■ WHAT THIS TASK INVOLVES
All of the entries below must be copied out exactly.

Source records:
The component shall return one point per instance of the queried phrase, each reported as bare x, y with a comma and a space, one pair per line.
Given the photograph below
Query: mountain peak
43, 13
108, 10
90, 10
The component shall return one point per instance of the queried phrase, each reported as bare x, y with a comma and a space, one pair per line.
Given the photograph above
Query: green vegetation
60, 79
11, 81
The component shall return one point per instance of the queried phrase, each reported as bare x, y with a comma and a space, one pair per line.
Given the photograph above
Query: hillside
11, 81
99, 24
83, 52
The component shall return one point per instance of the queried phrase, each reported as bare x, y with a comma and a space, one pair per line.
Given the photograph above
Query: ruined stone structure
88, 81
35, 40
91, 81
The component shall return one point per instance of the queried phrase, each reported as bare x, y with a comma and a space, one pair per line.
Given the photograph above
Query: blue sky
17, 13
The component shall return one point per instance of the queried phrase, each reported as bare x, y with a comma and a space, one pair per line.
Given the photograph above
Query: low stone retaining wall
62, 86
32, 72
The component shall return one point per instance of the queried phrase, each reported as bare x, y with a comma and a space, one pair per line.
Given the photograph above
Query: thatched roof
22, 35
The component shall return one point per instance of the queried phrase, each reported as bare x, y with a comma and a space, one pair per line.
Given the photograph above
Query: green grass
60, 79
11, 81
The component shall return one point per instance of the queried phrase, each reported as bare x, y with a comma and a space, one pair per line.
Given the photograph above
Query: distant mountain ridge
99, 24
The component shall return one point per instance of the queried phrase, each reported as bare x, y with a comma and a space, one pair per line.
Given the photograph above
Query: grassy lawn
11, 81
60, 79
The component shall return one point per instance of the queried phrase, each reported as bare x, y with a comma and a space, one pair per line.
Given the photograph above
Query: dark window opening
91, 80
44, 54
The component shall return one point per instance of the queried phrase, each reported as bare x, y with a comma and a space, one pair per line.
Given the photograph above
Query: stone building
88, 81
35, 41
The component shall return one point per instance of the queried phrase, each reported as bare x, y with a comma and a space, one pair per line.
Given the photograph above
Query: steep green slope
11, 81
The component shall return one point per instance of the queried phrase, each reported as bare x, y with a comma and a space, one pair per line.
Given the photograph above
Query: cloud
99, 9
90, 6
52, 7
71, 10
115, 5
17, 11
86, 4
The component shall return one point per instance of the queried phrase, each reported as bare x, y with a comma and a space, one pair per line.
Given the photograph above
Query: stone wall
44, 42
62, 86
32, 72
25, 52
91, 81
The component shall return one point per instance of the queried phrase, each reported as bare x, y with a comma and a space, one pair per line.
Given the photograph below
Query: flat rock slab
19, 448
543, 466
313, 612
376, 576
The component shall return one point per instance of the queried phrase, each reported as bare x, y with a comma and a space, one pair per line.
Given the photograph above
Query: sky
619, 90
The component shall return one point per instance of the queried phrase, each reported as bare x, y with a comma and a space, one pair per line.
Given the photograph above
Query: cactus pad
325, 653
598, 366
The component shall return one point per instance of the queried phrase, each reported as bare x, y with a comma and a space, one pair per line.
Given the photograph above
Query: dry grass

■ TASK RESULT
The component shall return one point per instance of the queried phrase, each reported as bare x, y with a comma and a space, one pair per line.
Given the photograph below
Query: mountain peak
43, 13
108, 10
90, 10
The component shall return one point per instance of the queried phrase, each reported as bare x, y with a comma and a space, one pair per line.
Given the photograph above
Query: green vegetation
60, 79
11, 81
The component shall return one point per instance of the queried phrase, each reported as bare x, y with a comma and a space, one pair per line.
Given the photograph above
Query: hillside
11, 81
99, 24
83, 52
The component shall return one point per instance of the queried phrase, each reported as bare x, y with a comma and a space, one pair per line.
Given the photograph above
Query: ruined stone structure
88, 81
35, 40
91, 81
The component shall return one point per instance of the queried phrase, each reported as bare x, y with a comma and a space, one pair per line.
Given the photograph above
Query: blue sky
17, 13
The component shall return one point per instance of the queried phrase, each reported as bare x, y with a comma and a space, one pair per line.
Given the photograph above
Query: low stone retaining wall
62, 86
32, 72
The component shall return one point per instance of the queried phrase, each reported as bare x, y with a comma and a space, one pair per line.
Given the photograph above
Query: thatched roof
22, 35
The component shall return one point per instance of the queried phrase, each reported as bare x, y with a comma and a space, one pair per line.
Given the photograph above
Query: green grass
60, 79
11, 81
The component shall return one point per instance of the queried phrase, each reported as bare x, y with a comma and a space, one pair per line.
Given the photograph above
Query: distant mountain ridge
99, 24
The component shall return one point per instance of the queried phrase, each reported as bare x, y with a comma and a space, one pair per line.
Given the photograph above
Query: grassy lawn
11, 81
60, 79
The component shall return one point per instance of the queried phrase, each reported as bare x, y with a comma and a space, one pair per line.
Given the photograph above
Query: dark window opening
91, 80
44, 54
The component shall return one point per instance of the queried phrase, each reported as bare x, y with a comma and a space, one pair per line.
Given the photograph above
Query: stone building
88, 81
35, 41
The component shall return one point per instance of the queried phrase, each reported as bare x, y with a comma and a space, one pair per line.
Given the photograph above
Query: steep green slope
11, 81
The component shall return one point per instance of the queried phrase, each reported as bare x, y with a comma and a space, one pair per line.
Given the photograph above
Query: cloud
99, 9
90, 6
52, 7
71, 10
115, 5
17, 11
86, 4
The component shall return one point per instance of the queried phrase, each reported as bare x, y with a comma and a space, one pair per line.
Given the photograph above
Query: stone wall
44, 42
62, 86
32, 72
25, 52
91, 81
The component shall return one point per instance of the queried phrase, each reported as bare x, y with a comma and a space, one pair per line.
Given the photograph below
Query: flat rock slab
19, 448
543, 466
313, 612
376, 576
The component shall return one point per instance of the queried phrase, each reported as bare x, y with a comma and a space, one pair per line.
Given the photograph above
Query: sky
619, 90
The component shall return one point per instance of the queried phrase, each reported as bare x, y with a comma and a space, one pair per line.
Given the photograph above
Query: cactus pad
325, 653
598, 366
The component shall return one point per instance of the queried phrase, each reported as bare x, y with a comma and a space, one pair per line.
Given the photograph above
Query: dry grass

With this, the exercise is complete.